**Problem:**
All lines in the material below that contain "suit" should be located and copied.

- - -

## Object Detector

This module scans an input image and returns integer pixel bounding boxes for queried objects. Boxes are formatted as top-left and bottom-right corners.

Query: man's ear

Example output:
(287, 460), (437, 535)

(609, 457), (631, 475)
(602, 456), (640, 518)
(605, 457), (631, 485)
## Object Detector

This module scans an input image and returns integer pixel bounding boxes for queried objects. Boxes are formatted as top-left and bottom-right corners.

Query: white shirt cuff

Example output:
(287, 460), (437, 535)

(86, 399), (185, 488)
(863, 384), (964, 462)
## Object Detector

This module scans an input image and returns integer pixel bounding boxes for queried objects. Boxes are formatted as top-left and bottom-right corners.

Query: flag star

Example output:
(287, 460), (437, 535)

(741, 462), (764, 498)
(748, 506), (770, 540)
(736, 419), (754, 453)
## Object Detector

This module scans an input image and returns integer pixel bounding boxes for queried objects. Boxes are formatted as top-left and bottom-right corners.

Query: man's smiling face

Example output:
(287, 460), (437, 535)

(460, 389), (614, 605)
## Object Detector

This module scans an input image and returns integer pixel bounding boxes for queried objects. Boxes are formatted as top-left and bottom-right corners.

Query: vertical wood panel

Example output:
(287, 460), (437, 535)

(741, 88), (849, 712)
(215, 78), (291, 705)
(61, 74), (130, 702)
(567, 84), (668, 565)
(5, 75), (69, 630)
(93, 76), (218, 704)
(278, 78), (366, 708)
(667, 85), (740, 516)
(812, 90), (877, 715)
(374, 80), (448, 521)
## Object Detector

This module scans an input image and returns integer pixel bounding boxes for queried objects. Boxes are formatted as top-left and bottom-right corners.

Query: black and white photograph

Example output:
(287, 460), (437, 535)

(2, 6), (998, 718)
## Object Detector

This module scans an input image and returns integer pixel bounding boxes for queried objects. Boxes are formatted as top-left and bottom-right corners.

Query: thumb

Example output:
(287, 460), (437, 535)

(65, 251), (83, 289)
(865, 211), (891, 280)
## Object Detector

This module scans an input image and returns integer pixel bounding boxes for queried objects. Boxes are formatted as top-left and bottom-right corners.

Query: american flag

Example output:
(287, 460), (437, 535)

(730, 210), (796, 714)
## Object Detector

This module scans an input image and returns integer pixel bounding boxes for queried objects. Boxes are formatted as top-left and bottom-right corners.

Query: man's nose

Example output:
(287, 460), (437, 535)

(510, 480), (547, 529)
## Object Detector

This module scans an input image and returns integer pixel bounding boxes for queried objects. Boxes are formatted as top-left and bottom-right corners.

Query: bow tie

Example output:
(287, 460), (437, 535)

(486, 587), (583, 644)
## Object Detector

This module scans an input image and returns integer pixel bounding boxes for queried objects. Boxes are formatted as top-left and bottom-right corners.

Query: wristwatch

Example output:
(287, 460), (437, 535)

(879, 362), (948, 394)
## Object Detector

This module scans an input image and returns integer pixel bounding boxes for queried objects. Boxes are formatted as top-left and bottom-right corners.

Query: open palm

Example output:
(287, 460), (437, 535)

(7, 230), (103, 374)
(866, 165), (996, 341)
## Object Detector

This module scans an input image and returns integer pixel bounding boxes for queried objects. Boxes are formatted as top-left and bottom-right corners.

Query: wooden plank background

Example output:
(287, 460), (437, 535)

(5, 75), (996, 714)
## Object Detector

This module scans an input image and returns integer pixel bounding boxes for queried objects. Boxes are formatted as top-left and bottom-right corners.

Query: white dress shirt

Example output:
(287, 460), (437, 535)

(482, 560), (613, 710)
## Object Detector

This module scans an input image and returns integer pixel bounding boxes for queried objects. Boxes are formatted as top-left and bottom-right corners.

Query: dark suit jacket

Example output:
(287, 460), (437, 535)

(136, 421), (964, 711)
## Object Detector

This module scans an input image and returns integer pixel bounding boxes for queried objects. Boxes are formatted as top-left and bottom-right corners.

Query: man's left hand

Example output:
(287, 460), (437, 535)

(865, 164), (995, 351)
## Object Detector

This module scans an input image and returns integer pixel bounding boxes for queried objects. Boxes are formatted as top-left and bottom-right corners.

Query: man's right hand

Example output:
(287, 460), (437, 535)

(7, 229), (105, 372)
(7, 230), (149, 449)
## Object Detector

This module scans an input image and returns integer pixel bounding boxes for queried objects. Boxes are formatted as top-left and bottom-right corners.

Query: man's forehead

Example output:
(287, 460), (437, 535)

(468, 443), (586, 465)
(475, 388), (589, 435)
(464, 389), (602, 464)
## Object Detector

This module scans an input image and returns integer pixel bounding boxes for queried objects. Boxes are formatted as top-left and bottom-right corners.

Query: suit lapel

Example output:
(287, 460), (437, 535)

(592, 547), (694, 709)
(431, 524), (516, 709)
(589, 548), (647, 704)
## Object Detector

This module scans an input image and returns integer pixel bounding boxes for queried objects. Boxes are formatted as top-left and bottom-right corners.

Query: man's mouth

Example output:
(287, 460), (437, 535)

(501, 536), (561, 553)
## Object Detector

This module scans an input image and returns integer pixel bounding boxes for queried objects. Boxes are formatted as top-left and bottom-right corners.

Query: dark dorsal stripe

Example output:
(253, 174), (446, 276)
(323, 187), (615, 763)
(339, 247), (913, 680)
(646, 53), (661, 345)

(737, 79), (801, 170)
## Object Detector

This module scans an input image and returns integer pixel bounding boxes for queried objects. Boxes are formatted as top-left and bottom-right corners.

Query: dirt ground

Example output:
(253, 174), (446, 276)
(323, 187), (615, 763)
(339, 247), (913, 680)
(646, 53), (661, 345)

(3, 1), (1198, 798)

- - -

**Result:**
Query: dark suit jacket
Query: suit lapel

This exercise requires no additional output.